---------- Dataset excerpts ----------
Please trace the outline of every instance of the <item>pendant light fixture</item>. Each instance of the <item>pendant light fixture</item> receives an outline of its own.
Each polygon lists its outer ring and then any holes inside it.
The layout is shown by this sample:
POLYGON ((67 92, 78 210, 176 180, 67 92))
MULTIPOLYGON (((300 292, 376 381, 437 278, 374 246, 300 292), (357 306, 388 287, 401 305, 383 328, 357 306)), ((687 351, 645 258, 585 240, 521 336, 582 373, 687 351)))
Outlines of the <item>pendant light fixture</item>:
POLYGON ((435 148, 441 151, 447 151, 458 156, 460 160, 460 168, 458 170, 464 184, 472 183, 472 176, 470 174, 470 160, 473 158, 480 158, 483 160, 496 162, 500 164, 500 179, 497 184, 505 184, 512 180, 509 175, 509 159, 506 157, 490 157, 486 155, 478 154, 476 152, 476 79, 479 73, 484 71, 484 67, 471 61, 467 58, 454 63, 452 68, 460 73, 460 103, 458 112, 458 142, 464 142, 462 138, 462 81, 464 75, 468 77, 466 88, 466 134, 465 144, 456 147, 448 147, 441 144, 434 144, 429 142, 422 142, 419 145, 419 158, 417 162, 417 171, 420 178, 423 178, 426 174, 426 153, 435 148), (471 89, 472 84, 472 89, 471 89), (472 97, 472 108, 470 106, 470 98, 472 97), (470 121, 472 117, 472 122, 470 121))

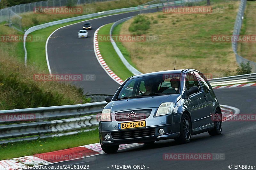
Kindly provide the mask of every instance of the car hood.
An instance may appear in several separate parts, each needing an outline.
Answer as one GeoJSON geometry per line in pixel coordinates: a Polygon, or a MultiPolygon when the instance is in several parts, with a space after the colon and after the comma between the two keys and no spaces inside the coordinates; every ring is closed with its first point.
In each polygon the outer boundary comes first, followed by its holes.
{"type": "Polygon", "coordinates": [[[172,102],[176,103],[181,97],[180,94],[147,96],[113,101],[105,109],[111,109],[111,112],[143,108],[158,108],[161,103],[172,102]]]}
----------
-- Exercise aim --
Rewrite all the rows above, swapping every "pendant light fixture" for "hanging lamp" and keeping everything else the same. Leave the pictures out.

-- Solution to this task --
Please trace the outline of every instance of the <item>hanging lamp</item>. Each instance of the <item>hanging lamp</item> receives an outline of its own.
Each polygon lists its outer ring and then any holes inside it.
The layout is shown by this sample:
POLYGON ((67 92, 78 210, 176 180, 67 92))
MULTIPOLYGON (((300 292, 376 381, 437 278, 374 246, 300 292), (357 306, 388 287, 401 305, 383 328, 357 306)), ((687 351, 645 258, 585 240, 521 336, 582 373, 687 351)))
Outlines of the <item>hanging lamp</item>:
POLYGON ((435 148, 441 151, 447 151, 458 156, 460 160, 460 168, 458 170, 464 184, 472 183, 472 176, 470 174, 470 160, 473 158, 480 158, 483 160, 496 162, 500 164, 500 179, 497 184, 505 184, 512 180, 509 175, 509 159, 506 157, 490 157, 486 155, 478 154, 476 152, 476 79, 479 73, 484 71, 484 67, 471 61, 467 58, 454 63, 452 68, 460 73, 460 103, 458 112, 458 142, 464 142, 462 138, 462 81, 464 75, 468 77, 466 88, 466 134, 465 144, 456 147, 448 147, 441 144, 434 144, 429 142, 422 142, 419 145, 419 158, 417 162, 417 171, 420 178, 423 178, 426 174, 426 153, 435 148), (471 89, 472 84, 472 89, 471 89), (472 97, 472 108, 470 106, 470 98, 472 97), (470 121, 472 117, 472 122, 470 121))

Kindly provide the mask of every instance of the car hood.
An instance may appear in several separate parts, each needing an outline.
Answer as one GeoJSON geometry per line in pixel coordinates: a Polygon, or a MultiPolygon when the instance is in several parts, with a space after the colon and after the comma between the two keys and no spaces inside the coordinates; every ring is closed with its first point.
In each polygon the outer boundary comes first, followed by its holes.
{"type": "Polygon", "coordinates": [[[172,102],[176,103],[181,97],[180,94],[147,96],[113,101],[105,109],[111,109],[111,112],[143,108],[158,108],[161,103],[172,102]]]}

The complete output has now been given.